## PROBLEM STATEMENT
Copy the data below line for line, leaving out the pictures.

## EXERCISE INPUTS
# # # # #

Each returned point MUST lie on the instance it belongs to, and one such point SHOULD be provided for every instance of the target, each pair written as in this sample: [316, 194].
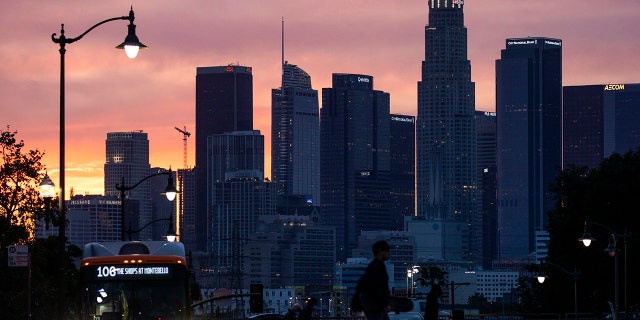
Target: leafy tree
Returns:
[606, 195]
[20, 203]
[20, 209]
[432, 274]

# # # # #

## SOLUTION FOR THIS EXERCISE
Each returned point MUST lie on the instance it belongs to, and one such point SHOULD be provided for every instance of the target, each pair written as in this sample: [316, 194].
Target: leafy tree
Returns:
[606, 195]
[20, 203]
[20, 209]
[432, 274]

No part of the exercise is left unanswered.